Task to carry out »
Please answer these questions using the Endeavour launch text below:
(a) What is the new targeted launch date for Endeavour?
(b) What is Chris Cassidy's hometown?
(c) What rocket lifted off with LRO/LCROSS?

Document »
::::
July 11 is the new targeted launch date for space shuttle Endeavour on the STS-127 mission to the International Space Station. By then, NASA managers hope to know what caused the leak in the shuttle’s excess hydrogen venting system that twice delayed Endeavour’s launch.

Leroy Cain: "We’ll go work this problem and once we get it fixed and we’re confident that we have a solution that’s going to work and allow us to go fly safely then we’ll proceed forward."

No one will be happier to proceed than first-time flyer Chris Cassidy. The York, Maine native and U.S. Navy seal sees this mission as the next step in NASA’s ultimate return to regions first explored by the Apollo astronauts 40 years ago.

Chris Cassidy: "I think I’m in a fortunate position as a new astronaut to be part of a shuttle crew now and maybe a space station crew in my mid-career and at the tail end of my career, hopefully, an exploration mission to the moon. So it’s a very exciting for me personally."


Launch Announcer: "2-1 main Engine ignition and liftoff of the Atlas V rocket with LRO/LCROSS America’s first step toward a lasting return to the moon."
::::
Extracted information »
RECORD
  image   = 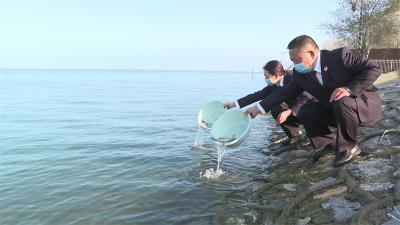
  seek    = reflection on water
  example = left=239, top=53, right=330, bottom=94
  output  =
left=0, top=70, right=271, bottom=225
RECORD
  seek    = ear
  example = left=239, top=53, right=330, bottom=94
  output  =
left=310, top=50, right=317, bottom=59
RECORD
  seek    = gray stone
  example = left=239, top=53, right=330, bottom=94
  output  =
left=321, top=197, right=361, bottom=223
left=296, top=216, right=311, bottom=225
left=310, top=177, right=336, bottom=190
left=349, top=158, right=393, bottom=178
left=282, top=183, right=296, bottom=191
left=393, top=169, right=400, bottom=178
left=360, top=182, right=394, bottom=192
left=383, top=205, right=400, bottom=225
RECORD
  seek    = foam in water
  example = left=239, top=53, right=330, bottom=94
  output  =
left=200, top=142, right=226, bottom=180
left=193, top=126, right=206, bottom=147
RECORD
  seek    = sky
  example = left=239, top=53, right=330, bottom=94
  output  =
left=0, top=0, right=337, bottom=71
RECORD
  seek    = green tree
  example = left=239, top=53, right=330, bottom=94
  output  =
left=324, top=0, right=400, bottom=57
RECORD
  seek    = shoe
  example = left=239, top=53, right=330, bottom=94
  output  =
left=281, top=134, right=303, bottom=146
left=333, top=145, right=361, bottom=167
left=313, top=144, right=335, bottom=162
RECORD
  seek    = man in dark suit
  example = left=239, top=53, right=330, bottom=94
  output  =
left=225, top=60, right=314, bottom=146
left=247, top=35, right=382, bottom=167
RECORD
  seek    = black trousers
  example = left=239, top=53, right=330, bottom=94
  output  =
left=271, top=105, right=300, bottom=138
left=297, top=97, right=360, bottom=152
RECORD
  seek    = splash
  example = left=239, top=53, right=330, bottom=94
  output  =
left=200, top=142, right=226, bottom=180
left=193, top=126, right=206, bottom=148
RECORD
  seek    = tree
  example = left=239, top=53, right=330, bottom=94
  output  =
left=324, top=0, right=400, bottom=57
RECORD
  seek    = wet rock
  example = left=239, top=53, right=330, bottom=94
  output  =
left=393, top=169, right=400, bottom=178
left=349, top=158, right=393, bottom=179
left=383, top=205, right=400, bottom=225
left=296, top=216, right=311, bottom=225
left=310, top=177, right=336, bottom=190
left=360, top=182, right=394, bottom=192
left=313, top=185, right=348, bottom=199
left=321, top=197, right=361, bottom=223
left=282, top=183, right=297, bottom=191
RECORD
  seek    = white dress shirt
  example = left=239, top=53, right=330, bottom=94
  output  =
left=314, top=54, right=324, bottom=85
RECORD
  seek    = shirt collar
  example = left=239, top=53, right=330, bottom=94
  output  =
left=279, top=76, right=285, bottom=87
left=314, top=52, right=322, bottom=73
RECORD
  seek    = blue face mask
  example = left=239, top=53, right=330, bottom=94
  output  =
left=294, top=63, right=312, bottom=74
left=265, top=79, right=274, bottom=86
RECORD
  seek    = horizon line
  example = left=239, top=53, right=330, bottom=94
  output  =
left=0, top=68, right=256, bottom=73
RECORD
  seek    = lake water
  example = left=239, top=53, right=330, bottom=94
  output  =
left=0, top=70, right=280, bottom=225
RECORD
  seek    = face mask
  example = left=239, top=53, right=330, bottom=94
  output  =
left=265, top=79, right=274, bottom=86
left=294, top=63, right=312, bottom=74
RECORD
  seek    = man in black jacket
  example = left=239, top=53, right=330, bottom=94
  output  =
left=225, top=60, right=313, bottom=146
left=247, top=35, right=382, bottom=167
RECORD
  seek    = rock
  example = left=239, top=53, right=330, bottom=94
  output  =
left=383, top=205, right=400, bottom=225
left=321, top=197, right=361, bottom=223
left=393, top=169, right=400, bottom=178
left=310, top=177, right=336, bottom=190
left=282, top=183, right=296, bottom=191
left=394, top=180, right=400, bottom=201
left=349, top=158, right=393, bottom=179
left=313, top=185, right=348, bottom=199
left=360, top=182, right=394, bottom=192
left=296, top=216, right=311, bottom=225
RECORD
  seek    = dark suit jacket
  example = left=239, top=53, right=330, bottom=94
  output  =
left=238, top=75, right=314, bottom=114
left=260, top=48, right=382, bottom=124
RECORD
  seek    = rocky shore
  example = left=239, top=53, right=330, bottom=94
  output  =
left=255, top=72, right=400, bottom=225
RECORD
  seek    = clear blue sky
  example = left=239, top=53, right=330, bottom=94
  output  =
left=0, top=0, right=337, bottom=71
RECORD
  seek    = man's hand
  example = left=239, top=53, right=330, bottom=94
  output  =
left=329, top=87, right=350, bottom=102
left=276, top=109, right=292, bottom=124
left=246, top=106, right=261, bottom=119
left=224, top=102, right=236, bottom=109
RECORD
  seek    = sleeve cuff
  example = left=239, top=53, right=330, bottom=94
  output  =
left=290, top=106, right=299, bottom=116
left=256, top=102, right=265, bottom=114
left=235, top=100, right=240, bottom=109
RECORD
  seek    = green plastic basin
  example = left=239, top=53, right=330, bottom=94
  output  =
left=197, top=101, right=227, bottom=129
left=210, top=110, right=251, bottom=147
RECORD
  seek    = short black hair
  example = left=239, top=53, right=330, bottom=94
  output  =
left=287, top=35, right=319, bottom=49
left=263, top=60, right=282, bottom=74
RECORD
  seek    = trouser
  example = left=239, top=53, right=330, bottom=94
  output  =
left=297, top=97, right=360, bottom=152
left=271, top=105, right=301, bottom=138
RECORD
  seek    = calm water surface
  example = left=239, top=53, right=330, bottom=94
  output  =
left=0, top=70, right=278, bottom=225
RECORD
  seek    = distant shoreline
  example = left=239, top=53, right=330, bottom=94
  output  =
left=0, top=68, right=253, bottom=74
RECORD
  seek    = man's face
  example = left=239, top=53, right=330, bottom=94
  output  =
left=289, top=48, right=315, bottom=67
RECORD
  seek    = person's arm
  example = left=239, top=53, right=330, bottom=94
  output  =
left=260, top=80, right=303, bottom=112
left=290, top=91, right=314, bottom=115
left=342, top=48, right=382, bottom=97
left=235, top=86, right=277, bottom=108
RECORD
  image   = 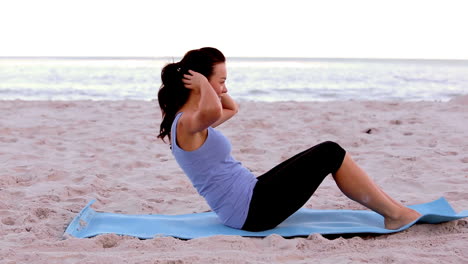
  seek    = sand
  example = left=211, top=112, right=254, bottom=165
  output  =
left=0, top=96, right=468, bottom=264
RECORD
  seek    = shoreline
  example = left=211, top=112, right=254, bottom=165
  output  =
left=0, top=98, right=468, bottom=263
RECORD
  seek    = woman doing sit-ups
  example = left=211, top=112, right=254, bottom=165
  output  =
left=158, top=48, right=420, bottom=231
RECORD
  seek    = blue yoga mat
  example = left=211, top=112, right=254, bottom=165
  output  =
left=64, top=198, right=468, bottom=239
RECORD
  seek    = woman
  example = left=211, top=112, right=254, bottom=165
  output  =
left=158, top=48, right=420, bottom=231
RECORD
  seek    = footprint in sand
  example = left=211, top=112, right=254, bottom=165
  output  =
left=2, top=217, right=15, bottom=225
left=34, top=208, right=54, bottom=219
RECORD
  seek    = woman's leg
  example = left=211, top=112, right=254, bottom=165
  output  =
left=242, top=141, right=346, bottom=231
left=333, top=154, right=420, bottom=229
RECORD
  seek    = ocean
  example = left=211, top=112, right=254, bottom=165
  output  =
left=0, top=57, right=468, bottom=102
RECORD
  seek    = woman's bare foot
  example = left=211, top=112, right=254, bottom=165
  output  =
left=385, top=207, right=421, bottom=229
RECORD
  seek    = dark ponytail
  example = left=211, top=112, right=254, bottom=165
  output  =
left=158, top=48, right=226, bottom=141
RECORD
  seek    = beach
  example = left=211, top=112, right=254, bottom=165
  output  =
left=0, top=98, right=468, bottom=263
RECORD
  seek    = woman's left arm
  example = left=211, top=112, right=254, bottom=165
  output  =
left=211, top=93, right=239, bottom=127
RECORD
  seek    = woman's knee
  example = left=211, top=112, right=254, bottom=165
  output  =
left=319, top=141, right=346, bottom=170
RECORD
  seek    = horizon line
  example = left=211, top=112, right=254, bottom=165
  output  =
left=0, top=55, right=468, bottom=62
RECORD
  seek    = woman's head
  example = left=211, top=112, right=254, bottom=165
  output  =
left=158, top=47, right=226, bottom=140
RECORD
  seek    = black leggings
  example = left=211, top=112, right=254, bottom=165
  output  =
left=242, top=141, right=346, bottom=231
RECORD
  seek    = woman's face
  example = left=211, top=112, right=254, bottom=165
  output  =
left=208, top=63, right=227, bottom=96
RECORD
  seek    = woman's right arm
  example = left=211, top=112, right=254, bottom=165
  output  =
left=183, top=70, right=223, bottom=133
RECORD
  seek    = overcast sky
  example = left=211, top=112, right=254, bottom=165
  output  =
left=0, top=0, right=468, bottom=59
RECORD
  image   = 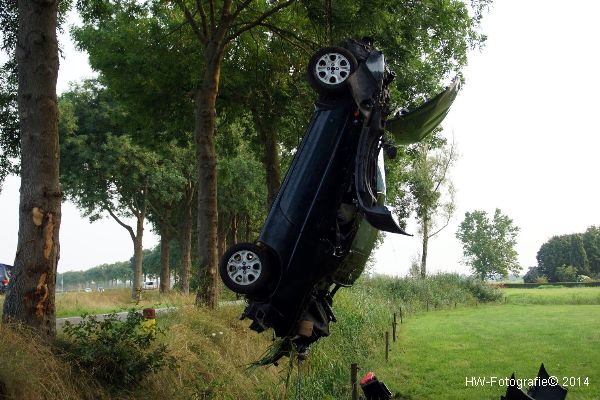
::::
Output »
(a) July 11
(b) York, Maine
(c) The Atlas V rocket